>>>>>

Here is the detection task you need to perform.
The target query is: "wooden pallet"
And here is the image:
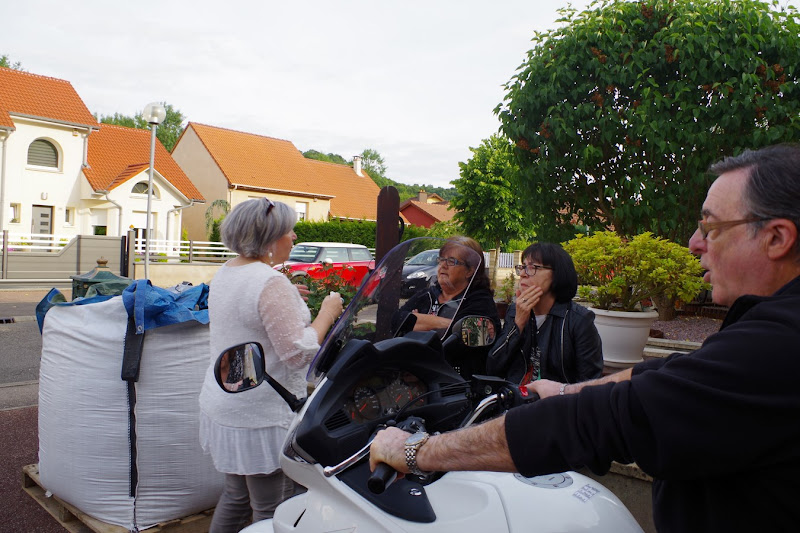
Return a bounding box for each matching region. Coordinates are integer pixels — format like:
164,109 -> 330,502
22,464 -> 214,533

<<<<<

HOW TO COMPLETE THIS TASK: Pictures stay out. Everything else in the listing gets printed exactly.

SOLUTION TO THE PROBLEM:
Here is the detection task you need to perform.
The target query is: "wooden pallet"
And here is the image:
Return a bounding box for each matching region. Coordinates are integer pixels — format like:
164,109 -> 330,502
22,464 -> 214,533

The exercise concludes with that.